Rewrite the lines between the one containing "Our labeler tagged virgin" and the one containing "0, 352, 373]]", inclusive, replacing "labeler" with "annotator" and leaving everything else unchanged.

--- Records shown ---

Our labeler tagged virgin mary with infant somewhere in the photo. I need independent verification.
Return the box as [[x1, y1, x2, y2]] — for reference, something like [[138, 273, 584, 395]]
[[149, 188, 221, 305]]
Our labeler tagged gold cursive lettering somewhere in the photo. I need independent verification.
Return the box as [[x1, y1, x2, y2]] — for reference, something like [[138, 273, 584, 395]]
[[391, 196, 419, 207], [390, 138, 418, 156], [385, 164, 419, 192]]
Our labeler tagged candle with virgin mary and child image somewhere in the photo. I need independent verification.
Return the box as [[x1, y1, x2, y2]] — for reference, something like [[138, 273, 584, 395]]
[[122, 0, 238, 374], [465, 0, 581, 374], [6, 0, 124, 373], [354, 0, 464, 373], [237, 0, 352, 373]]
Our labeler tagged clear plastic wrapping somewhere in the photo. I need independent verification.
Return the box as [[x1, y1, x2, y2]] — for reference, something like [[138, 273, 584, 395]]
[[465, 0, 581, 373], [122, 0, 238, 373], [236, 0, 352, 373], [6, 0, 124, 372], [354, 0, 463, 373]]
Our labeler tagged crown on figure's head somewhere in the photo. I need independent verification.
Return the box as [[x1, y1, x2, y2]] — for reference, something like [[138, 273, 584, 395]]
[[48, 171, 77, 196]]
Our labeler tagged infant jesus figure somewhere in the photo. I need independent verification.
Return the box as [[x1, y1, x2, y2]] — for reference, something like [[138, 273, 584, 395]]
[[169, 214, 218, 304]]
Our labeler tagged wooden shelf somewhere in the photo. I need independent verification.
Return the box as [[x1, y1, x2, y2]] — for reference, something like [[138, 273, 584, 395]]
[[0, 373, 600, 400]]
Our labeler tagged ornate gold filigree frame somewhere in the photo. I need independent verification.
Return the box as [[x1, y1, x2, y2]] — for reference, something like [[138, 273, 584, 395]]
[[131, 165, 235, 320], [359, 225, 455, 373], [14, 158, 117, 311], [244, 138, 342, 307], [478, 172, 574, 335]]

---
--- Records shown ---

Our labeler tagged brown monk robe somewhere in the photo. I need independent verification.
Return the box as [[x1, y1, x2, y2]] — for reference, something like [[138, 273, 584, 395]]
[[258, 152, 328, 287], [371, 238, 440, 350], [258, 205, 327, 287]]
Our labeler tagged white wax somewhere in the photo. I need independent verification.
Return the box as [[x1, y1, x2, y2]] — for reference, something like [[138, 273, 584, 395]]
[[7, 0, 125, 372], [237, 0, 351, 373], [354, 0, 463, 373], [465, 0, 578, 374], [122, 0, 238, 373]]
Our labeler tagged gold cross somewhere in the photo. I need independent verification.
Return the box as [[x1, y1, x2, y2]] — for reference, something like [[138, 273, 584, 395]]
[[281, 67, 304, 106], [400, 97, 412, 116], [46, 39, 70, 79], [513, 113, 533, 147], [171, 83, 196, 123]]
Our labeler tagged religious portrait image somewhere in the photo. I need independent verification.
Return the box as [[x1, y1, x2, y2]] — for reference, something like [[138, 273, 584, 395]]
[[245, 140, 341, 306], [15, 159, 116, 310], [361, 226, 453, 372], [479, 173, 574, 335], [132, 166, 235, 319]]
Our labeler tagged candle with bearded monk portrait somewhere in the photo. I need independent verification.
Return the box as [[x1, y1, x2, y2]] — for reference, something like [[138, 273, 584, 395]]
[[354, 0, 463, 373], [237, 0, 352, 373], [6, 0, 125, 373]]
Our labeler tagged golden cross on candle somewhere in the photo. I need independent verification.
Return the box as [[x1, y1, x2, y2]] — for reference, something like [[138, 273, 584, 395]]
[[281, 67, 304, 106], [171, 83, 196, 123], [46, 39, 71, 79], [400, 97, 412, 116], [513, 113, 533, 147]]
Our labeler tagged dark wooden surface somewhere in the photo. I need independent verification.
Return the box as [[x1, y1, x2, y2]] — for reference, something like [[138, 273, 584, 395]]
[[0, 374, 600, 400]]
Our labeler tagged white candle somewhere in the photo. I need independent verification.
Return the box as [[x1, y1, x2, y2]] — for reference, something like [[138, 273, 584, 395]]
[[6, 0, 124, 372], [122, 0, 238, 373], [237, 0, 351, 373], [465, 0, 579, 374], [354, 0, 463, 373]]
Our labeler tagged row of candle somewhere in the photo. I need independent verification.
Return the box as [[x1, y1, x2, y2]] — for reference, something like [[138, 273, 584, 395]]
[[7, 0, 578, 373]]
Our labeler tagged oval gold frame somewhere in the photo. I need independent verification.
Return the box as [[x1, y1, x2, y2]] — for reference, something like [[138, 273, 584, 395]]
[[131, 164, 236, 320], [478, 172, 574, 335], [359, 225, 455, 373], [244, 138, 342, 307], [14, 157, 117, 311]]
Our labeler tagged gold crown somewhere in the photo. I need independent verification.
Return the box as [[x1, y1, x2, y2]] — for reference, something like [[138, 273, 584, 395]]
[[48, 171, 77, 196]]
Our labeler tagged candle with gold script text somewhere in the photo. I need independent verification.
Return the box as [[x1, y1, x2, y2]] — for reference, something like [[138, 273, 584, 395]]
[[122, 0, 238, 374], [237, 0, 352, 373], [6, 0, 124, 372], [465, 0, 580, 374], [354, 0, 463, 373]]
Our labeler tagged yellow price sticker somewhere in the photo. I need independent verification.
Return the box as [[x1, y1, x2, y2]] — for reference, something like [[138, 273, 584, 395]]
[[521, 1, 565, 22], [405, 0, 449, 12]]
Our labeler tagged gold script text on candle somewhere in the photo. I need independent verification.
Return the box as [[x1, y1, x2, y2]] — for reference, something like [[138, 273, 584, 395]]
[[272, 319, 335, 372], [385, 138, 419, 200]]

---
--- Records shown ---

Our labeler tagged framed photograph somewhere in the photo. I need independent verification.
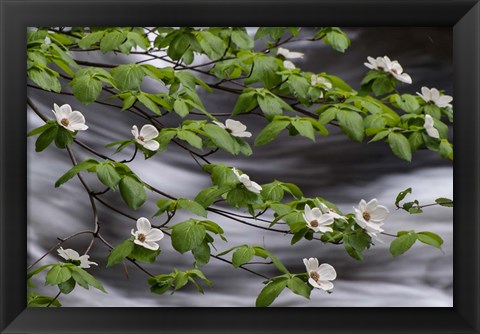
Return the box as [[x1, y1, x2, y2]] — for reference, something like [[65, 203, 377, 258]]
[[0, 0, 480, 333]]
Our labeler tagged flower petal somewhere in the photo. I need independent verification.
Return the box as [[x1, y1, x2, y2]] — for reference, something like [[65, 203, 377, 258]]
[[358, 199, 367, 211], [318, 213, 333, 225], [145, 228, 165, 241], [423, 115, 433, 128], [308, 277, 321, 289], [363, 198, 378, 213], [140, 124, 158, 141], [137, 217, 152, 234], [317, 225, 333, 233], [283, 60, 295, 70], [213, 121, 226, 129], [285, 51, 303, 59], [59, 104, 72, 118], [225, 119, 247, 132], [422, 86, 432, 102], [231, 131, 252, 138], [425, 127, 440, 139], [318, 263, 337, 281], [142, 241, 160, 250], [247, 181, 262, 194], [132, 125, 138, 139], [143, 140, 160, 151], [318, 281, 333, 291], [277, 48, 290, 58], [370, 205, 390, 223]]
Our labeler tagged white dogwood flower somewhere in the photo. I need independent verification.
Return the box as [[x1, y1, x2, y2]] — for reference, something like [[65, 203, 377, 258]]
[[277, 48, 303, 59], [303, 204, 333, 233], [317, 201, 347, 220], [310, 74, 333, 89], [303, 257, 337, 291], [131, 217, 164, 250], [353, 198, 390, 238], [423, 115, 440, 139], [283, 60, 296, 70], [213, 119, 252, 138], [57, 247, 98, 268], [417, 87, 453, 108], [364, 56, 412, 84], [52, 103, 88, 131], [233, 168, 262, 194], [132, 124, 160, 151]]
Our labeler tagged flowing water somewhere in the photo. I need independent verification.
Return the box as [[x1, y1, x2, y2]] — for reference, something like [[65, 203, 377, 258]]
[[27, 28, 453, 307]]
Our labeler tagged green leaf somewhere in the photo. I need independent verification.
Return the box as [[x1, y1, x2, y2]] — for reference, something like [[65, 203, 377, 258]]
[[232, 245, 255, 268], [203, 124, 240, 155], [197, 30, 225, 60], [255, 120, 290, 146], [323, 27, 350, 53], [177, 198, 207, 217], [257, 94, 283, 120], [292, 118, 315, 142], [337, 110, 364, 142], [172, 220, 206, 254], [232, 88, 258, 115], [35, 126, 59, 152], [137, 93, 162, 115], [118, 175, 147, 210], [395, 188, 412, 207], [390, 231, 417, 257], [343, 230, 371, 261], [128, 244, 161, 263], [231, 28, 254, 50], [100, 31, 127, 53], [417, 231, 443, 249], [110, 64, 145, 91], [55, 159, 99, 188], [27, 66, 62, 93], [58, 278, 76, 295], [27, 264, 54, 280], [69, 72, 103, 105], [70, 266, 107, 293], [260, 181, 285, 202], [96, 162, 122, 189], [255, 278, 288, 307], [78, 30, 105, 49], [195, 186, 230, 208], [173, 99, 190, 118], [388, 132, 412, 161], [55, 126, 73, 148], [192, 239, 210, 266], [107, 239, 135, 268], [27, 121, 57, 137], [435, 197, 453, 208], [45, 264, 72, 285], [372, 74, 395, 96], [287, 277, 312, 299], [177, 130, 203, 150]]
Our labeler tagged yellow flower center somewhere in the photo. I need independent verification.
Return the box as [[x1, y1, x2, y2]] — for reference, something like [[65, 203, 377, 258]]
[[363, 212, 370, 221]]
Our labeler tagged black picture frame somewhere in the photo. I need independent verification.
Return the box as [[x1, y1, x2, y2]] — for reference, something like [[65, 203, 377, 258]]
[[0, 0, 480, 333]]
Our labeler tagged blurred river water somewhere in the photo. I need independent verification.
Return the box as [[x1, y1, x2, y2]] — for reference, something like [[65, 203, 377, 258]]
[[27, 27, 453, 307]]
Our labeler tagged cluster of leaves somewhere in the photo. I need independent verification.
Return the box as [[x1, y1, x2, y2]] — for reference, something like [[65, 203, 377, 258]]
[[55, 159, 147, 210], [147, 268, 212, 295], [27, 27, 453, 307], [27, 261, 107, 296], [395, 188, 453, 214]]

---

The response:
Our annotator tagged virgin mary with infant somewhere in the photo. I need independent verification.
Return the box as [[x1, y1, x2, y2]] — for reference, something like [[138, 273, 584, 395]]
[[149, 188, 221, 305]]
Our annotator tagged gold cursive lettering somewhere in the photo. I need independent verification.
Return the box as [[x1, y1, x2, y2]] — for reference, something like [[138, 273, 584, 395]]
[[391, 196, 419, 207], [390, 138, 418, 156], [385, 164, 419, 192]]
Our annotator tagged candle with virgin mary and child image somewhere in the photo. I need independent verification.
Return the box as [[x1, y1, x2, y2]] — for reference, something like [[138, 273, 584, 395]]
[[122, 0, 238, 374], [465, 0, 581, 374], [6, 0, 124, 373], [354, 0, 464, 373], [237, 0, 352, 373]]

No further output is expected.